[Directive]:
Rewrite the items below with every "outline" swapped for "trace" and everything else unchanged. Leave out the pictures.

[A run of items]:
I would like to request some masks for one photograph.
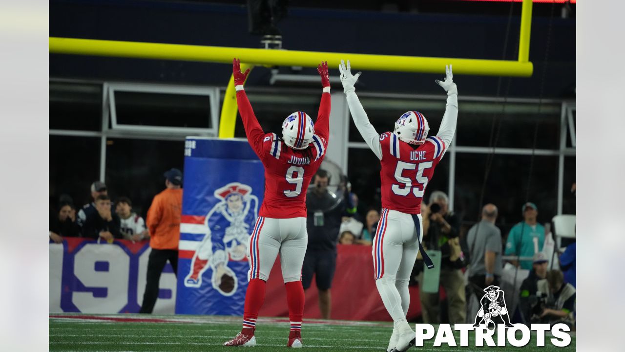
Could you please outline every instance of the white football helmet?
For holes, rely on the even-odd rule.
[[[425,142],[429,131],[426,116],[419,111],[408,111],[395,122],[393,133],[410,144],[421,145]]]
[[[282,123],[282,139],[289,147],[301,150],[308,148],[314,134],[312,119],[304,111],[296,111]]]

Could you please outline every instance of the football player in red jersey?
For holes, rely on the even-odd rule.
[[[387,351],[403,352],[413,345],[414,332],[406,320],[410,296],[408,280],[419,250],[424,261],[432,261],[421,247],[423,238],[421,204],[434,168],[451,143],[458,116],[458,91],[451,66],[444,81],[436,83],[447,91],[445,114],[438,133],[428,137],[429,126],[423,114],[409,111],[395,123],[392,132],[376,132],[358,100],[354,85],[360,73],[352,75],[349,61],[339,66],[341,80],[354,123],[364,141],[380,160],[382,212],[373,239],[376,286],[392,318],[393,333]]]
[[[317,68],[323,93],[313,124],[303,111],[289,115],[282,125],[282,137],[266,133],[256,120],[243,90],[249,70],[242,73],[239,60],[232,61],[237,104],[248,141],[265,168],[265,194],[250,237],[248,258],[249,284],[245,297],[243,328],[226,346],[254,346],[258,311],[265,298],[265,282],[280,254],[282,276],[286,288],[291,330],[288,347],[302,346],[304,289],[301,270],[306,251],[306,189],[328,148],[329,137],[330,81],[328,63]]]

[Final answer]:
I would like to request some masks for one photograph.
Could you please trace every instance of the white football helmet?
For holes, rely on the even-odd rule.
[[[425,142],[429,131],[426,116],[419,111],[408,111],[395,122],[393,133],[410,144],[421,145]]]
[[[282,123],[282,139],[289,147],[301,150],[308,148],[314,134],[312,119],[304,111],[296,111]]]

Could you please trace every instance of the football player in red jersey?
For holes, rely on the even-odd rule.
[[[387,351],[403,352],[413,345],[414,332],[406,320],[410,296],[408,280],[419,250],[424,261],[432,261],[421,247],[423,238],[421,204],[434,168],[451,143],[458,116],[458,91],[451,66],[444,81],[436,83],[447,91],[445,114],[438,133],[428,137],[429,126],[423,114],[409,111],[395,123],[392,132],[376,132],[358,100],[354,85],[360,73],[352,75],[349,61],[339,66],[341,80],[354,123],[364,141],[380,160],[382,212],[373,239],[376,286],[392,318],[393,333]]]
[[[317,68],[323,93],[313,124],[303,111],[289,115],[282,125],[282,137],[266,133],[256,120],[243,90],[249,70],[242,73],[239,60],[232,61],[237,104],[248,141],[265,168],[265,194],[250,237],[248,258],[249,284],[245,297],[243,328],[226,346],[254,346],[258,311],[265,298],[265,282],[280,254],[282,276],[286,288],[291,330],[288,347],[302,346],[304,289],[301,270],[306,251],[306,189],[328,148],[329,137],[330,81],[328,63]]]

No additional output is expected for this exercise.